- [Exercise aim]:
Output the records below in full, word for word; pictures do not belong in it.

- [Exercise data]:

........

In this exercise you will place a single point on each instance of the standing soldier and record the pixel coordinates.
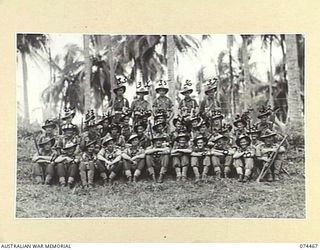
(221, 156)
(109, 163)
(134, 159)
(67, 164)
(91, 132)
(188, 106)
(244, 158)
(140, 107)
(181, 156)
(210, 102)
(69, 114)
(163, 103)
(265, 151)
(200, 158)
(87, 164)
(43, 160)
(119, 103)
(144, 140)
(157, 155)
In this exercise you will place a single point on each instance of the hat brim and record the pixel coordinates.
(186, 91)
(264, 114)
(52, 140)
(122, 87)
(52, 125)
(245, 137)
(267, 136)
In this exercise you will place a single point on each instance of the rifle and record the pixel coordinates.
(151, 133)
(38, 151)
(267, 165)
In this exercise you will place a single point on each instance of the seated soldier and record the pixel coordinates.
(243, 158)
(221, 156)
(157, 156)
(87, 164)
(134, 159)
(109, 163)
(200, 158)
(181, 156)
(44, 167)
(67, 164)
(188, 106)
(265, 152)
(140, 128)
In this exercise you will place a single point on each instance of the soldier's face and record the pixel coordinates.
(203, 129)
(162, 92)
(200, 143)
(49, 130)
(268, 141)
(135, 142)
(91, 148)
(119, 92)
(243, 143)
(158, 143)
(47, 146)
(140, 130)
(68, 133)
(182, 141)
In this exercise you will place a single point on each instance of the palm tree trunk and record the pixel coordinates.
(86, 83)
(170, 64)
(247, 94)
(294, 119)
(271, 74)
(230, 43)
(25, 90)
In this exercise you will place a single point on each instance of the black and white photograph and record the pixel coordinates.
(160, 126)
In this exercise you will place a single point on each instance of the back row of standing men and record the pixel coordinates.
(132, 139)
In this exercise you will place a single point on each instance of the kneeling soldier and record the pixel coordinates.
(200, 158)
(67, 164)
(266, 150)
(44, 165)
(87, 164)
(243, 158)
(133, 158)
(109, 160)
(181, 156)
(157, 155)
(221, 155)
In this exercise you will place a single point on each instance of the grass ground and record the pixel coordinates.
(217, 198)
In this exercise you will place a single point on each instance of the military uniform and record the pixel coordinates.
(87, 164)
(44, 167)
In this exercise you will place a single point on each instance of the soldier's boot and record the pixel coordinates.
(217, 171)
(62, 181)
(227, 171)
(196, 174)
(48, 180)
(178, 174)
(90, 178)
(83, 177)
(160, 179)
(112, 177)
(128, 175)
(247, 175)
(240, 178)
(269, 177)
(38, 179)
(70, 182)
(136, 175)
(184, 173)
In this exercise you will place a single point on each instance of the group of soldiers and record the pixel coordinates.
(143, 141)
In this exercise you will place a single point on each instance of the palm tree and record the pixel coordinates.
(27, 45)
(294, 119)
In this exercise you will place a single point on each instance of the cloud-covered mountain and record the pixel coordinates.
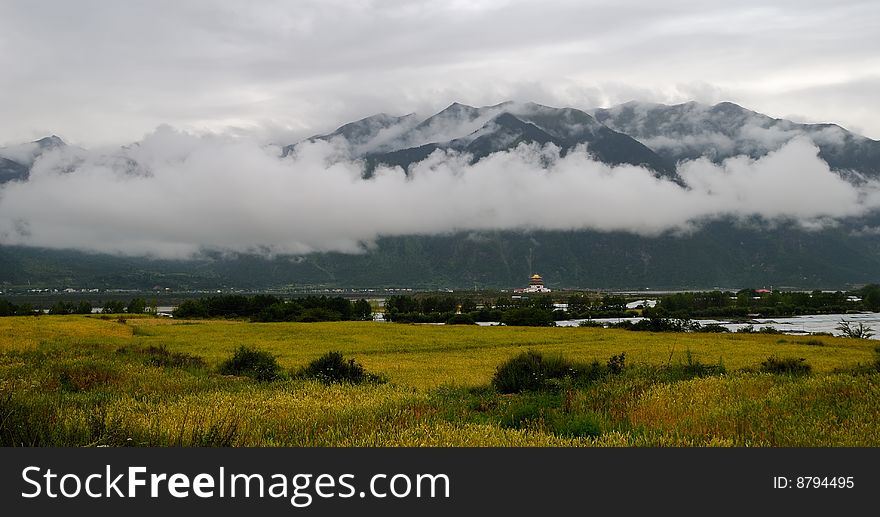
(479, 132)
(632, 195)
(693, 130)
(16, 161)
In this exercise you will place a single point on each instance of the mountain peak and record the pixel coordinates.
(50, 142)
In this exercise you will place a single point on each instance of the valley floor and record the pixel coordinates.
(95, 380)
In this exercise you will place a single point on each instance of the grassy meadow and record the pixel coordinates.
(95, 381)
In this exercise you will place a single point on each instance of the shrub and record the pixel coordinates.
(530, 371)
(333, 367)
(851, 330)
(162, 357)
(250, 362)
(617, 363)
(711, 328)
(461, 319)
(528, 317)
(786, 365)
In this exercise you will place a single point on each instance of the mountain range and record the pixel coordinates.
(656, 137)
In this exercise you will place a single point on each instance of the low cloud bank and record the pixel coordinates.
(175, 195)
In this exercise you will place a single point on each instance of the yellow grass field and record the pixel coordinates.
(80, 374)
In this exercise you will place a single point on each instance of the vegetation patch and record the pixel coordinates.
(786, 365)
(250, 362)
(334, 368)
(162, 357)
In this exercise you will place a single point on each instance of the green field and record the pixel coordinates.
(87, 381)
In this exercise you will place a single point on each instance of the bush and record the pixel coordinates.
(528, 317)
(528, 371)
(786, 365)
(617, 363)
(332, 368)
(461, 319)
(851, 330)
(162, 357)
(253, 363)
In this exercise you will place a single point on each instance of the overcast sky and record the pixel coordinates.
(108, 72)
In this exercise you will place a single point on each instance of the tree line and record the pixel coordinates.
(265, 308)
(133, 306)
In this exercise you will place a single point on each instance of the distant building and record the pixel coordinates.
(536, 285)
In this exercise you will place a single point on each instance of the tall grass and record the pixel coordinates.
(79, 381)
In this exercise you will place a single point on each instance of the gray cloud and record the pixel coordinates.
(102, 71)
(175, 194)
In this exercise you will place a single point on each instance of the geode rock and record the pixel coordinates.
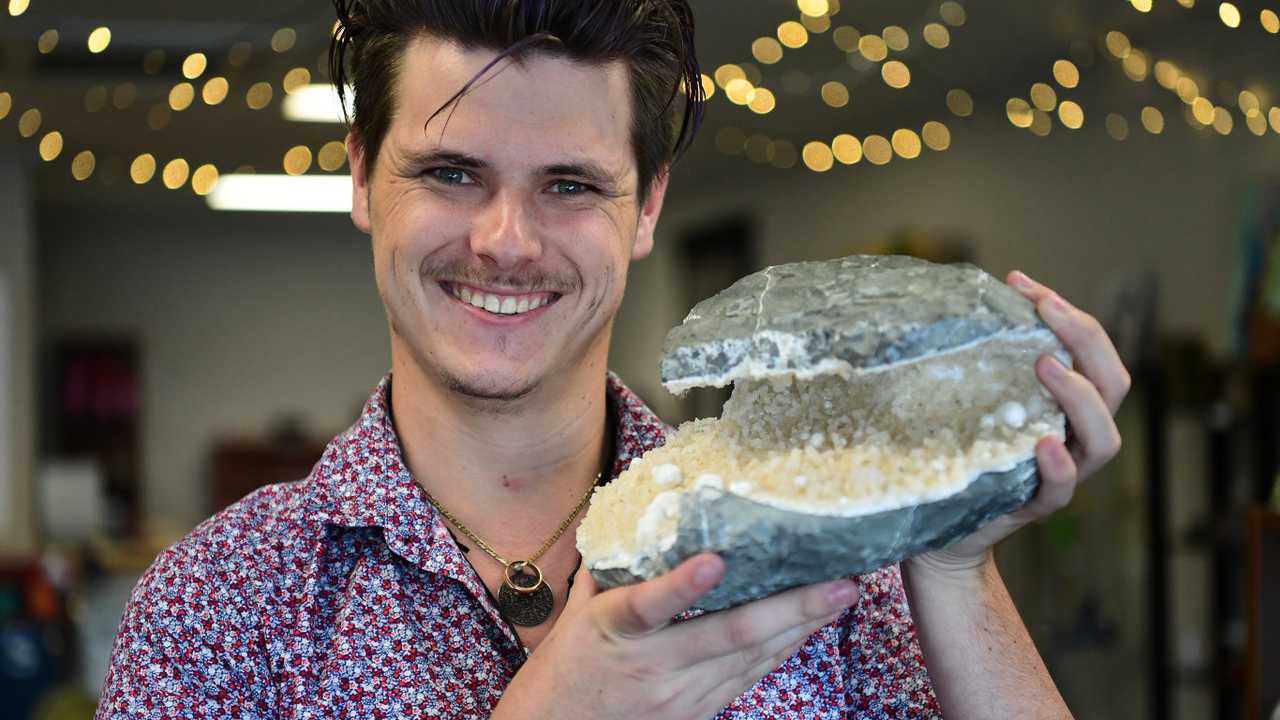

........

- [Worked solution]:
In this exercise you will place a single point on each instance of the standing soldier and record the pixel coordinates.
(221, 156)
(109, 163)
(134, 159)
(67, 164)
(91, 132)
(188, 106)
(244, 158)
(140, 107)
(181, 156)
(210, 102)
(69, 114)
(163, 103)
(265, 151)
(200, 158)
(87, 164)
(43, 160)
(119, 103)
(144, 140)
(157, 155)
In this exercise you will place a single point on each instance of the hat brim and record the pixel coordinates.
(186, 91)
(264, 114)
(52, 140)
(122, 87)
(52, 125)
(245, 137)
(267, 136)
In this exercise you will place a single point on each instance of the rifle and record the pixel coordinates.
(151, 133)
(38, 151)
(267, 165)
In this exercise you will place a single point on each instance of the seated soldier and record the pixel coordinates.
(243, 158)
(221, 156)
(157, 156)
(87, 164)
(134, 159)
(109, 163)
(200, 158)
(181, 156)
(44, 167)
(67, 164)
(188, 106)
(265, 152)
(140, 128)
In this exercise you will place a single point on each instance of the soldier's face and record the pixel coordinates.
(203, 129)
(162, 92)
(200, 143)
(49, 130)
(268, 141)
(135, 142)
(91, 148)
(119, 92)
(243, 143)
(158, 143)
(47, 146)
(140, 130)
(68, 133)
(182, 141)
In this exercise you will place a single point on each instance of the palm tree trunk and record the pixel coordinates.
(86, 83)
(170, 64)
(247, 94)
(294, 119)
(271, 74)
(230, 43)
(25, 90)
In this exercise you will place a single point on each instance of the black and white photograph and record the pixel coordinates.
(160, 126)
In this exercise you will place a single point on each instance of the back row of standing men and record the pixel coordinates.
(132, 139)
In this exercise you will place a single point on each instance of the kneeling soldier and record the pixel coordinates.
(200, 158)
(67, 164)
(266, 150)
(44, 165)
(87, 164)
(243, 158)
(133, 158)
(109, 160)
(181, 156)
(157, 155)
(221, 155)
In this exercise you will place a single point on each instance of the grass ground and record the pixel coordinates.
(217, 198)
In this exercise you will place a single point on each instance of the military uniform and record the pixel coordinates.
(87, 164)
(44, 167)
In this exercise you will place a single point on each instance of the soldier's boot and record the pixel coordinates.
(217, 171)
(62, 181)
(227, 171)
(196, 174)
(48, 180)
(178, 174)
(90, 178)
(83, 177)
(160, 179)
(112, 177)
(128, 175)
(247, 175)
(240, 178)
(269, 177)
(38, 179)
(70, 182)
(136, 175)
(184, 173)
In this exercise you will place a single point on each instance of the group of soldiers and record the pixel coordinates.
(143, 141)
In this exercise you will place a single point on each instance of the palm tree and record the pixel coordinates.
(27, 45)
(294, 119)
In this exercise you will place a single point on each instance of the cloud-covered mountain and record the pixel coordinates.
(479, 132)
(632, 195)
(693, 130)
(16, 161)
In this exercise you will place a single point on each instance of the mountain peak and record the pixel coordinates.
(50, 142)
In this exercise you will place a single point on each instance of the valley floor and record the pixel coordinates.
(95, 380)
In this exercise you will place a single point on each instance of the grassy meadow and record the pixel coordinates.
(95, 381)
In this exercise you will place a single point on each instance of the shrub and record the pixel coordinates.
(530, 371)
(333, 367)
(851, 330)
(162, 357)
(250, 362)
(617, 363)
(711, 328)
(461, 319)
(528, 317)
(786, 365)
In this exercise you will place a single point on each instance of the mountain range and record the pixel coordinates.
(656, 137)
In this exercise you will place a single point on each instance of the low cloud bank and record the pixel coordinates.
(175, 195)
In this exercise you will place a single point on each instance of the yellow grass field and record the pixel coordinates.
(80, 374)
In this exercise you will place a single point on each instance of the vegetation patch and record the pixel coordinates.
(786, 365)
(250, 362)
(334, 368)
(162, 357)
In this exercise you will place a single point on each instance of the green field and record the pixel coordinates.
(87, 381)
In this exercise you will place a single point on each instance of the bush and record the pixel coordinates.
(528, 317)
(528, 371)
(786, 365)
(617, 363)
(332, 368)
(461, 319)
(851, 330)
(162, 357)
(253, 363)
In this exercise you will place a single point on each instance of the overcast sky and record the pixel coordinates.
(108, 72)
In this exercise you will place a single point on each instance of the tree line and record the pixel coordinates.
(265, 308)
(133, 306)
In this exercise you will place a single point on each instance of the distant building and record the pixel coordinates.
(536, 285)
In this exercise you will place a single point on each instance of the tall grass and record the pixel coordinates.
(79, 381)
In this exercise you will place a single point on each instance of the gray cloud and record the pixel coordinates.
(102, 71)
(175, 194)
In this exercise you will place a single point on each instance of the geode rock and record the pixel coordinates.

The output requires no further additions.